▸ **REQUISITOS DO EXERCÍCIO**
Dê continuidade ao relato sobre a noite numa Nation estudantil de Lund, começando logo após a última frase apresentada.

+++ TRECHO DO TEXTO

Tentando ser cronológica e também não esquecer da já longíqua semana passada, ainda devo me remeter a terça-feira, dia 17 de fevereiro: depois do meu primeiro dia como própria moradora em minha primeira casa allbymyself eis que Ebba surge com um convite solene… ir a uma Nacion. Nacions seriam as organizações de estudantes daqui. Esse história só existe aqui em Lund e em outra cidade universitária sueca que, claro, não sei o nome. A participação é meio compulsória, são as Nacions que dão o que chamam aqui de “carterinha de estudante”. O detalhe é que pra fazer as provas e exames tu tem que ter a tal carterinha. Mas se tornar membro de uma Nation não parece um problema pra ninguém: é fazer parte da vida estudantil, e de toda diversão que ela pode oferecer.

Assim, as Nations não têm qualquer ligação com política ou orientação ideológica; em resumo o que fazem são ativididades culturais, FESTAS, e refeições a baixo custo para estudantes. Cada Nation é chamada pelo nome de alguma região da Suécia; existem grandes, pequenas… e, na prática, dá pra notar que existem “públicos” diferentes em cada Nation. A qual a Ebba me convidou pra ir era de um tipo BEM alternativo. A festa era de música eletrônica e o vizinho de porta nosso, e amigo dela, iria tocar.

Lá… foi legal. O nome da Nation era Smalands e havia bem pouca gente. A maioria estava sentada em almofadas e tapetes pelos cantos: a música era eletrônica, mas a decoração era indiana (ou simplesmente oriental, sei lá; antropólogos, me crucifiquem). A Ebba e as demais duas garotas que estavam ficaram dançando quase o tempo todo. Eu só me animei depois de tomar dois COPÕES da cerveja-nada-água deles. A cerveja, dentro das Nations, é relativamente barata. É que as Nations fazem tradicionalmente esse tipo de festa: cada dia da semana uma Nation abre como danceteria das 22h até as 2h. Nessa terça, a Smalands abriu.

++++++
+++ INFORMAÇÕES FORNECIDAS

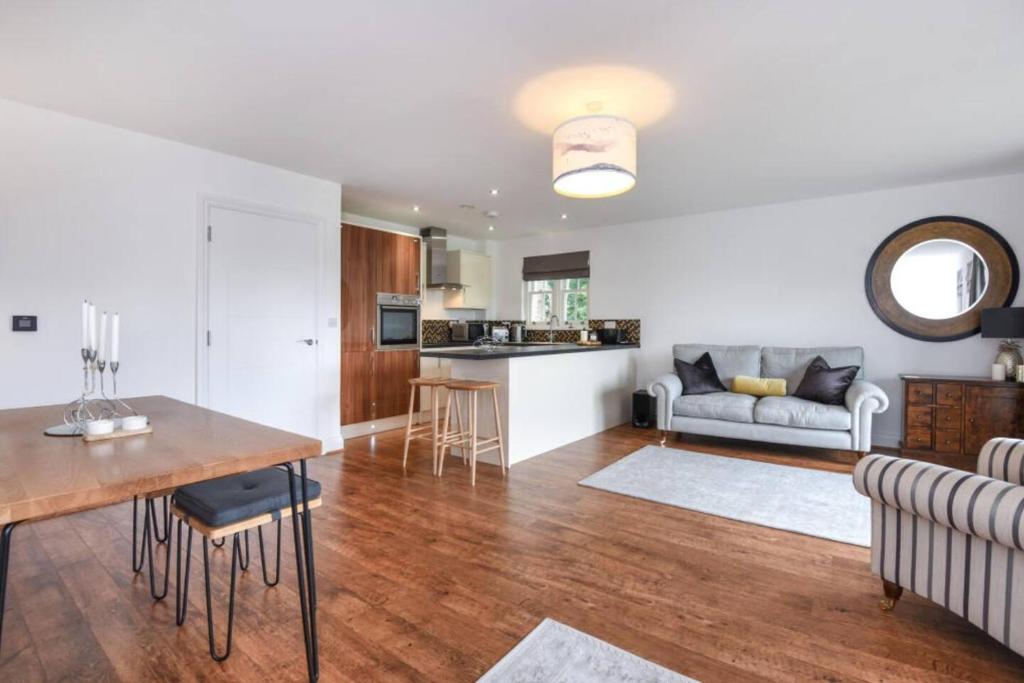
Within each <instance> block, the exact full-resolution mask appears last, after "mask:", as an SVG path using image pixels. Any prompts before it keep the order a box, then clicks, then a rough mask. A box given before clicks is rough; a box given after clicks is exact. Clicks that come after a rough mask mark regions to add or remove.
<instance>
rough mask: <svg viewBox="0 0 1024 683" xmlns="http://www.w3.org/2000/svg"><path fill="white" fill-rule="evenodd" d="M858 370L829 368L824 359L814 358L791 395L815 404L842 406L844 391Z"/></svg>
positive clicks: (844, 401) (859, 366) (851, 380)
mask: <svg viewBox="0 0 1024 683" xmlns="http://www.w3.org/2000/svg"><path fill="white" fill-rule="evenodd" d="M859 370H860V366H847V367H845V368H829V367H828V364H827V362H825V359H824V358H822V357H821V356H820V355H819V356H815V358H814V360H811V365H809V366H808V367H807V372H806V373H804V379H802V380H801V381H800V386H798V387H797V390H796V391H795V392H794V393H793V395H794V396H797V397H798V398H806V399H807V400H813V401H814V402H816V403H824V404H826V405H842V404H843V403H844V402H845V401H846V391H847V389H849V388H850V385H851V384H852V383H853V378H854V377H856V376H857V372H858V371H859Z"/></svg>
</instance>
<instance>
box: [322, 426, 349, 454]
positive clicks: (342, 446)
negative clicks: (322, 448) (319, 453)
mask: <svg viewBox="0 0 1024 683" xmlns="http://www.w3.org/2000/svg"><path fill="white" fill-rule="evenodd" d="M321 443H323V444H324V445H323V451H322V452H321V455H323V454H325V453H331V452H332V451H341V450H342V449H344V447H345V437H344V436H342V435H341V432H338V433H337V434H334V435H333V436H329V437H327V438H322V439H321Z"/></svg>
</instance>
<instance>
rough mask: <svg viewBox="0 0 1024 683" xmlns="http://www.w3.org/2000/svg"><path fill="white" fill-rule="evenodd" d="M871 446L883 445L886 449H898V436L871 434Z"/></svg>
mask: <svg viewBox="0 0 1024 683" xmlns="http://www.w3.org/2000/svg"><path fill="white" fill-rule="evenodd" d="M871 445H884V446H886V447H887V449H898V447H899V434H889V433H884V432H873V433H872V434H871Z"/></svg>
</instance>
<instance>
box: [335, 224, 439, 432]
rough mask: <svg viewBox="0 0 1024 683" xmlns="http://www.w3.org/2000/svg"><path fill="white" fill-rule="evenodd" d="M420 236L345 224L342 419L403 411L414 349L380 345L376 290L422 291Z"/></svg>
mask: <svg viewBox="0 0 1024 683" xmlns="http://www.w3.org/2000/svg"><path fill="white" fill-rule="evenodd" d="M419 290H420V240H419V238H415V237H412V236H407V234H399V233H397V232H387V231H384V230H375V229H371V228H367V227H361V226H358V225H349V224H347V223H346V224H342V226H341V423H342V424H355V423H359V422H368V421H370V420H381V419H383V418H388V417H392V416H395V415H400V414H402V413H404V412H406V410H407V409H408V408H409V380H410V378H413V377H417V376H418V375H419V361H420V352H419V351H418V350H416V349H408V350H394V351H378V350H377V337H376V335H377V330H376V325H377V293H378V292H387V293H391V294H395V293H396V294H419Z"/></svg>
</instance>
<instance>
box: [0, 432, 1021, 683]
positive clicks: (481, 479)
mask: <svg viewBox="0 0 1024 683" xmlns="http://www.w3.org/2000/svg"><path fill="white" fill-rule="evenodd" d="M654 435H655V433H654V432H652V431H646V430H635V429H633V428H630V427H620V428H616V429H612V430H610V431H607V432H604V433H602V434H599V435H597V436H593V437H591V438H587V439H584V440H582V441H579V442H575V443H572V444H570V445H568V446H565V447H562V449H559V450H557V451H555V452H552V453H550V454H547V455H545V456H541V457H539V458H536V459H534V460H530V461H528V462H525V463H521V464H519V465H516V466H515V467H514V468H513V470H512V472H511V474H510V478H509V479H508V480H507V481H503V480H502V478H501V476H500V474H499V472H498V470H497V468H494V467H490V466H481V468H480V472H479V475H478V484H477V486H476V488H475V489H473V488H471V487H470V486H469V477H468V472H467V470H465V469H463V467H462V466H461V464H459V463H457V462H455V461H453V465H454V466H451V467H449V468H446V469H445V475H444V478H443V479H441V480H437V479H435V478H433V477H432V476H431V474H430V462H429V460H430V458H429V452H427V451H425V450H424V447H423V446H425V445H426V444H423V446H420V445H417V446H414V449H415V450H414V454H413V456H411V458H412V464H411V467H410V471H409V472H408V473H403V472H402V470H401V466H400V461H401V434H400V432H392V433H389V434H384V435H379V436H377V437H376V438H375V439H370V438H364V439H353V440H350V441H348V442H347V443H346V451H345V453H344V454H343V455H335V456H330V457H327V458H324V459H321V460H319V461H317V462H315V463H314V464H313V465H312V466H311V473H312V475H313V476H315V477H316V478H317V479H319V480H321V481H322V482H323V484H324V497H325V501H326V503H325V505H324V507H323V508H321V509H319V510H317V511H316V513H315V514H314V533H315V540H316V569H317V575H318V585H319V611H318V614H319V630H321V657H322V670H323V672H322V680H323V681H360V682H361V681H377V680H380V681H414V680H415V681H474V680H475V679H476V678H477V677H478V676H480V675H481V674H482V673H483V672H485V671H486V670H487V669H489V668H490V667H492V666H493V665H494V664H495V663H496V661H497V660H498V659H499V658H500V657H501V656H502V655H504V654H505V653H506V652H507V651H508V650H509V649H511V648H512V647H513V646H514V645H515V644H516V643H517V642H518V641H519V639H520V638H522V637H523V636H524V635H526V633H527V632H529V631H530V630H531V629H532V628H534V627H535V626H537V625H538V624H539V623H540V622H541V620H543V618H544V617H546V616H547V617H552V618H555V620H558V621H560V622H563V623H565V624H568V625H570V626H572V627H575V628H578V629H581V630H583V631H586V632H588V633H590V634H592V635H594V636H597V637H598V638H602V639H604V640H606V641H608V642H611V643H613V644H615V645H618V646H620V647H624V648H626V649H628V650H630V651H632V652H635V653H637V654H639V655H640V656H643V657H646V658H648V659H652V660H654V661H656V663H658V664H660V665H664V666H666V667H669V668H670V669H673V670H675V671H678V672H680V673H683V674H685V675H687V676H690V677H692V678H696V679H698V680H701V681H705V682H710V681H753V680H778V681H794V680H824V681H861V680H863V681H883V680H884V681H901V680H913V681H952V680H970V681H996V680H1022V679H1024V658H1022V657H1019V656H1017V655H1016V654H1014V653H1013V652H1011V651H1010V650H1008V649H1006V648H1005V647H1002V646H1001V645H999V644H998V643H996V642H995V641H993V640H991V639H990V638H988V637H987V636H986V635H984V634H983V633H982V632H981V631H979V630H977V629H975V628H974V627H972V626H970V625H969V624H967V623H966V622H964V621H963V620H961V618H958V617H956V616H954V615H953V614H951V613H949V612H947V611H945V610H943V609H941V608H939V607H937V606H935V605H933V604H931V603H929V602H928V601H926V600H924V599H921V598H918V597H915V596H912V595H905V596H904V598H903V599H902V600H901V601H900V603H899V605H898V606H897V608H896V609H895V611H893V612H890V613H883V612H881V611H880V610H879V608H878V600H879V597H880V585H879V581H878V580H877V579H876V578H873V577H871V575H870V573H869V570H868V563H867V558H868V552H867V550H865V549H862V548H857V547H854V546H848V545H844V544H840V543H833V542H828V541H821V540H817V539H812V538H809V537H805V536H800V535H796V533H787V532H784V531H776V530H773V529H764V528H757V529H755V528H754V527H752V526H750V525H748V524H743V523H739V522H733V521H729V520H727V519H722V518H718V517H713V516H709V515H703V514H699V513H695V512H689V511H686V510H681V509H677V508H672V507H668V506H663V505H656V504H653V503H647V502H643V501H638V500H634V499H630V498H625V497H621V496H615V495H613V494H608V493H604V492H599V490H595V489H592V488H585V487H583V486H578V485H577V481H578V480H580V479H581V478H583V477H585V476H586V475H588V474H591V473H593V472H595V471H597V470H599V469H601V468H602V467H604V466H605V465H608V464H609V463H611V462H613V461H615V460H616V459H618V458H621V457H623V456H625V455H627V454H629V453H631V452H633V451H635V450H636V449H638V447H640V446H642V445H644V444H646V443H651V442H653V441H654ZM675 445H676V446H678V447H683V444H681V443H678V442H677V443H675ZM692 447H694V449H695V450H703V451H712V452H717V453H721V454H723V455H731V456H737V457H748V458H756V459H759V460H766V461H770V462H780V463H787V464H799V465H806V466H808V467H817V468H822V469H829V470H838V471H849V470H850V469H851V467H852V465H851V463H852V460H851V458H850V457H849V456H845V455H827V454H825V455H822V454H820V453H814V452H802V453H795V452H790V451H785V450H779V449H774V450H771V451H759V452H757V453H755V452H751V451H748V450H741V449H738V447H735V446H723V445H709V444H707V443H702V444H699V445H694V446H692ZM129 515H130V506H118V507H116V508H108V509H104V510H98V511H93V512H88V513H83V514H79V515H75V516H73V517H68V518H63V519H54V520H50V521H45V522H40V523H37V524H33V525H28V526H25V527H19V528H17V529H16V530H15V532H14V554H13V557H12V559H11V563H10V583H9V590H8V611H7V616H6V624H5V628H4V633H3V647H2V651H0V680H2V681H35V680H39V681H42V680H50V681H60V680H75V681H88V680H97V681H110V680H123V681H143V680H144V681H151V680H168V681H170V680H174V681H187V680H218V681H219V680H224V681H228V680H230V681H287V680H295V681H301V680H304V677H305V664H304V659H303V657H302V640H301V626H300V621H299V612H298V602H297V597H296V591H295V574H294V570H293V561H294V558H293V554H292V553H291V552H289V551H288V549H287V548H288V547H286V552H285V557H284V558H283V569H284V571H285V577H284V579H283V581H282V583H281V585H280V586H279V587H278V588H274V589H266V588H264V587H263V585H262V583H261V581H260V579H259V574H258V571H259V569H258V566H257V565H258V561H259V560H258V556H254V560H253V562H254V563H253V565H252V568H251V570H250V571H249V572H248V573H247V574H245V575H244V577H243V578H242V580H241V581H240V589H239V590H240V593H239V603H238V607H237V609H238V611H237V614H236V627H234V628H236V633H234V637H236V640H234V650H233V653H232V655H231V657H230V658H229V659H228V660H227V661H226V663H224V664H221V665H218V664H215V663H213V661H212V660H211V659H210V657H209V655H208V654H207V643H206V621H205V605H204V604H203V590H202V589H203V581H202V563H201V559H202V554H201V553H200V554H198V555H197V556H196V557H195V559H196V560H200V562H199V564H198V567H199V570H198V571H197V572H196V573H195V574H194V583H193V591H191V595H190V603H191V606H190V613H189V616H188V621H187V622H186V624H185V626H184V627H182V628H176V627H175V626H174V617H173V606H174V605H173V600H170V601H168V600H165V601H164V602H162V603H158V604H154V603H153V602H152V601H151V600H150V598H148V595H147V586H145V585H144V583H143V581H142V575H138V577H136V575H134V574H132V572H131V570H130V566H129V554H130V545H129V544H130V541H129V539H130V536H131V525H130V516H129ZM286 533H290V526H288V523H287V522H286ZM286 539H290V536H286ZM197 549H199V547H197ZM253 551H254V552H255V551H256V546H255V544H254V546H253ZM215 558H216V561H215V562H214V571H215V574H216V575H217V577H218V579H217V580H216V585H215V590H216V591H217V593H216V595H215V600H216V599H217V598H218V597H223V596H224V595H225V591H226V583H225V579H226V574H227V570H228V561H229V555H228V554H227V552H226V551H225V550H220V551H216V553H215ZM225 560H226V561H225ZM196 570H197V565H196V564H194V571H196ZM171 590H172V597H173V587H172V589H171ZM224 604H225V602H224V601H218V602H215V606H216V605H219V607H217V608H216V609H215V611H216V614H217V618H218V627H219V628H222V627H223V624H224V622H223V611H222V610H223V605H224Z"/></svg>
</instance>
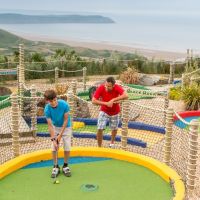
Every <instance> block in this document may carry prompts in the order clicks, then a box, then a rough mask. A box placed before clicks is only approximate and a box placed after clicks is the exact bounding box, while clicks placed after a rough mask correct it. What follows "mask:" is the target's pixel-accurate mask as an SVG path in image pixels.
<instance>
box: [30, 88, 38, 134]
mask: <svg viewBox="0 0 200 200" xmlns="http://www.w3.org/2000/svg"><path fill="white" fill-rule="evenodd" d="M36 130H37V99H36V89H35V86H34V85H32V86H31V131H32V133H33V137H36Z"/></svg>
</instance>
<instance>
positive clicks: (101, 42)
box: [17, 33, 186, 61]
mask: <svg viewBox="0 0 200 200" xmlns="http://www.w3.org/2000/svg"><path fill="white" fill-rule="evenodd" d="M17 35H19V33H18V34H17ZM19 36H21V37H23V38H25V39H28V40H32V41H44V42H53V43H63V44H67V45H69V46H72V47H83V48H89V49H94V50H111V51H121V52H128V53H137V54H139V55H143V56H145V57H147V58H149V59H156V60H168V61H175V60H184V59H185V58H186V53H181V52H170V51H163V50H154V49H143V48H137V47H130V46H124V45H117V44H112V43H107V42H85V41H84V42H83V41H73V40H63V39H57V38H51V37H47V36H39V35H28V34H23V33H22V34H20V35H19Z"/></svg>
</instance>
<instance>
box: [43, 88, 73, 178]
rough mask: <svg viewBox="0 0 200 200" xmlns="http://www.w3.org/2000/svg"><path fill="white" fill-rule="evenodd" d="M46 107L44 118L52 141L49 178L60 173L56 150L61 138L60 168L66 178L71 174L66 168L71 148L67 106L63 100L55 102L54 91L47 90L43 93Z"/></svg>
mask: <svg viewBox="0 0 200 200" xmlns="http://www.w3.org/2000/svg"><path fill="white" fill-rule="evenodd" d="M44 97H45V100H46V102H47V105H46V106H45V110H44V113H45V116H46V118H47V123H48V128H49V132H50V135H51V141H52V156H53V161H54V166H53V170H52V174H51V177H52V178H55V177H57V176H58V175H59V173H60V167H59V166H58V155H57V154H58V149H59V143H60V140H61V138H62V140H63V148H64V164H63V167H62V171H63V174H64V175H65V176H67V177H69V176H71V172H70V169H69V166H68V159H69V156H70V148H71V135H72V129H71V120H70V115H69V110H70V108H69V105H68V103H67V102H65V101H64V100H61V99H59V100H57V95H56V92H55V91H54V90H47V91H45V93H44Z"/></svg>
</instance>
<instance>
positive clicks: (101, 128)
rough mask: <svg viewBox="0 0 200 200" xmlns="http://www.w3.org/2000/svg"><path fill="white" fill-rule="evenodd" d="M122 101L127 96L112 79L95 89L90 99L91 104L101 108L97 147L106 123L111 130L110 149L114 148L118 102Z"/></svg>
mask: <svg viewBox="0 0 200 200" xmlns="http://www.w3.org/2000/svg"><path fill="white" fill-rule="evenodd" d="M123 99H128V95H127V93H126V92H125V91H124V89H123V88H122V87H121V86H120V85H118V84H116V83H115V79H114V78H113V77H108V78H107V79H106V82H105V84H102V85H100V86H99V87H98V88H97V90H96V92H95V94H94V96H93V98H92V103H94V104H96V105H100V106H101V108H100V113H99V117H98V123H97V128H98V131H97V142H98V146H99V147H101V145H102V140H103V130H104V129H105V127H106V124H107V121H108V122H109V125H110V129H111V143H110V147H111V148H112V147H114V141H115V136H116V135H117V129H118V124H119V112H120V105H119V103H118V101H120V100H123Z"/></svg>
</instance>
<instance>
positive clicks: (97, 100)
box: [92, 97, 108, 106]
mask: <svg viewBox="0 0 200 200" xmlns="http://www.w3.org/2000/svg"><path fill="white" fill-rule="evenodd" d="M92 103H93V104H96V105H100V106H107V105H108V102H105V101H100V100H98V99H96V98H95V97H93V98H92Z"/></svg>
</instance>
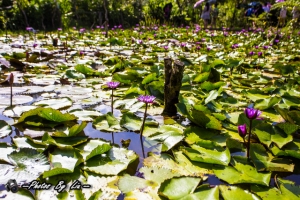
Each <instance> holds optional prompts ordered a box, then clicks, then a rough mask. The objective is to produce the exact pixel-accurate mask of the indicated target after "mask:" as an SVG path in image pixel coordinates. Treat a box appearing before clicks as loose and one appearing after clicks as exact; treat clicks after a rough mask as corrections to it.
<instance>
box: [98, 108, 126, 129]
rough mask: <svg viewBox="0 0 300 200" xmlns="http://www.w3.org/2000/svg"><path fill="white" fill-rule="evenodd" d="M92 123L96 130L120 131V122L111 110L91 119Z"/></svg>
mask: <svg viewBox="0 0 300 200" xmlns="http://www.w3.org/2000/svg"><path fill="white" fill-rule="evenodd" d="M93 125H94V126H95V127H96V129H97V130H100V131H111V132H114V131H120V130H121V127H120V123H119V121H118V120H117V119H116V118H115V117H114V116H113V115H112V113H111V112H109V113H107V114H105V115H102V116H99V117H97V118H96V119H95V120H94V121H93Z"/></svg>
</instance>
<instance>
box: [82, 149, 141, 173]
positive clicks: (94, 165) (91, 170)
mask: <svg viewBox="0 0 300 200" xmlns="http://www.w3.org/2000/svg"><path fill="white" fill-rule="evenodd" d="M135 159H137V155H136V154H135V153H134V152H133V151H131V150H126V149H123V148H115V147H113V148H112V149H110V150H109V152H108V153H107V154H106V155H104V156H102V155H100V156H94V157H93V158H91V159H89V160H88V161H87V162H86V165H85V166H84V167H83V169H84V170H87V171H91V172H94V173H97V174H102V175H117V174H119V173H120V172H121V171H123V170H125V169H126V168H127V166H128V165H129V164H130V163H131V162H133V161H134V160H135Z"/></svg>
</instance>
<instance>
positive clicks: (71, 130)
mask: <svg viewBox="0 0 300 200" xmlns="http://www.w3.org/2000/svg"><path fill="white" fill-rule="evenodd" d="M86 125H87V123H86V122H82V123H81V124H75V125H74V126H72V127H71V128H70V129H69V128H66V130H65V131H63V132H60V131H57V132H54V133H53V134H52V136H55V137H72V136H75V135H77V134H78V133H80V132H81V131H83V129H84V128H85V127H86Z"/></svg>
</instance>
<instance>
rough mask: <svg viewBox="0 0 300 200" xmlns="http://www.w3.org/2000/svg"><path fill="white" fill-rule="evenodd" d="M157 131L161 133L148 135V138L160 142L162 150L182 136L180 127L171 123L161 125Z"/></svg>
mask: <svg viewBox="0 0 300 200" xmlns="http://www.w3.org/2000/svg"><path fill="white" fill-rule="evenodd" d="M158 132H160V133H161V134H155V135H153V136H150V137H149V139H151V140H157V141H159V142H161V143H162V149H161V150H162V151H168V150H170V149H171V148H172V147H174V146H175V145H176V144H177V143H178V142H180V141H181V140H182V139H183V138H184V136H183V131H182V129H179V128H177V127H175V126H172V125H164V126H161V127H160V129H159V130H158Z"/></svg>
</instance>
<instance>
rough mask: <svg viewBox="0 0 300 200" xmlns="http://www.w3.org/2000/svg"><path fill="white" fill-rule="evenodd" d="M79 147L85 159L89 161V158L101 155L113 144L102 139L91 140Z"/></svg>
mask: <svg viewBox="0 0 300 200" xmlns="http://www.w3.org/2000/svg"><path fill="white" fill-rule="evenodd" d="M76 148H77V149H79V150H80V151H81V152H80V153H81V155H82V156H83V159H84V160H85V161H87V160H88V159H90V158H92V157H94V156H97V155H101V154H103V153H105V152H107V151H109V150H110V149H111V146H110V145H109V144H108V143H106V142H103V141H101V140H95V139H93V140H90V141H88V142H87V143H84V144H81V145H79V146H77V147H76Z"/></svg>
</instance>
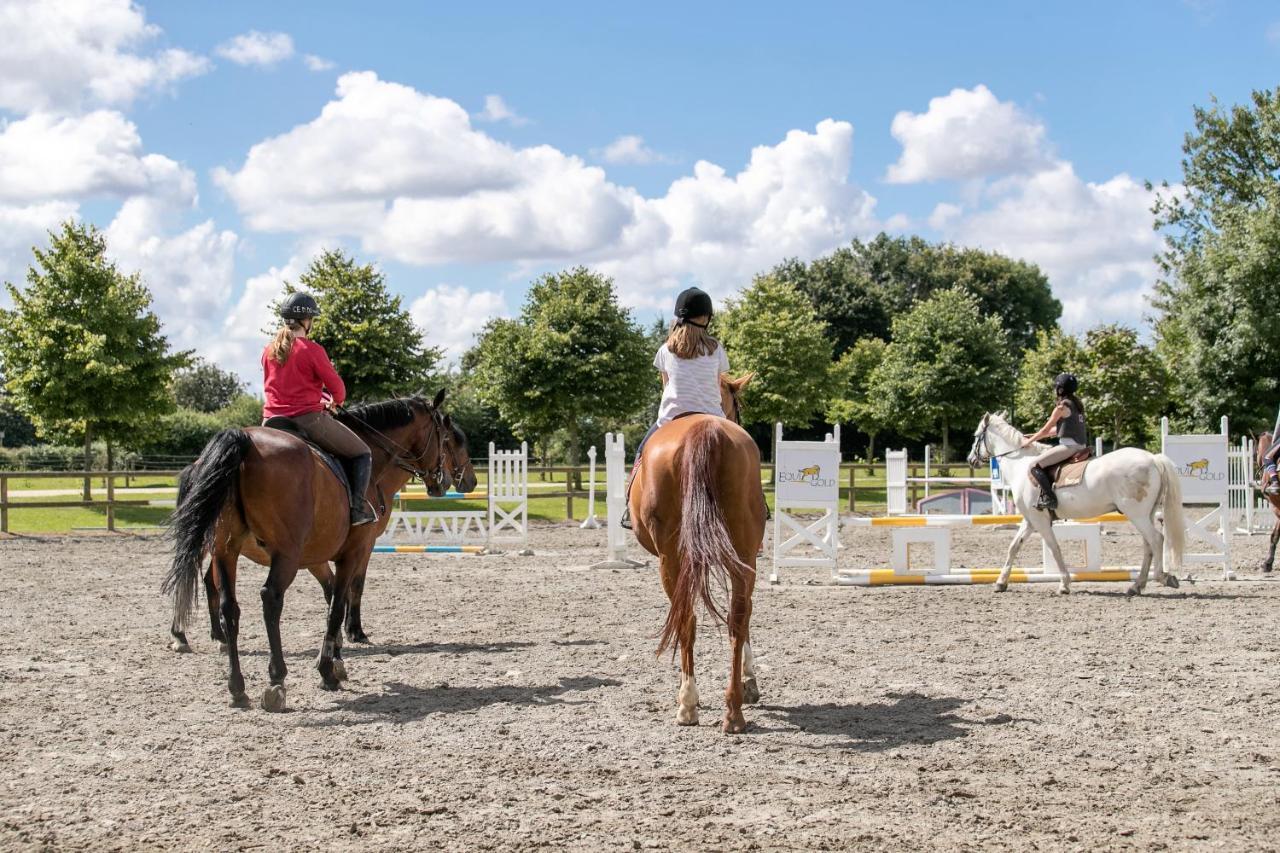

++++++

▸ **RESPOSTA**
Existem algumas diferenças entre as Nations. Essa era bem no estilo whatever, mal olharam meus documentos pra entrar. Na verdade, as meninas que acompanharam a mim e Ebba eram de menores, e nem foi problema pra elas também. A chapelaria foi digrátis também. Ainda nessa semana, já com as meninas brasileiras e seus amigos da Spoletorpe (a tal casa de estudantes internacionais) em outras Nations e, assim, o preço das bebidas e da chapelaria, e também o público variou…

Achei engraçadíssimo, eles são super organizados, até pra fazer festa. Uma comparação entre essas festas e as que fazemos no Vale seria rasteira por demais! Eles tem espaços já pra fazer isso e os membros até usam uniforme pra trabalhar nessas festas. Quando o membro trabalhara parece que recebe algo em troca, como refeições grátis ou isenção nas festas.

Ainda acho as nossas (especialmente quando falta gelo/ceva) mais divertidas.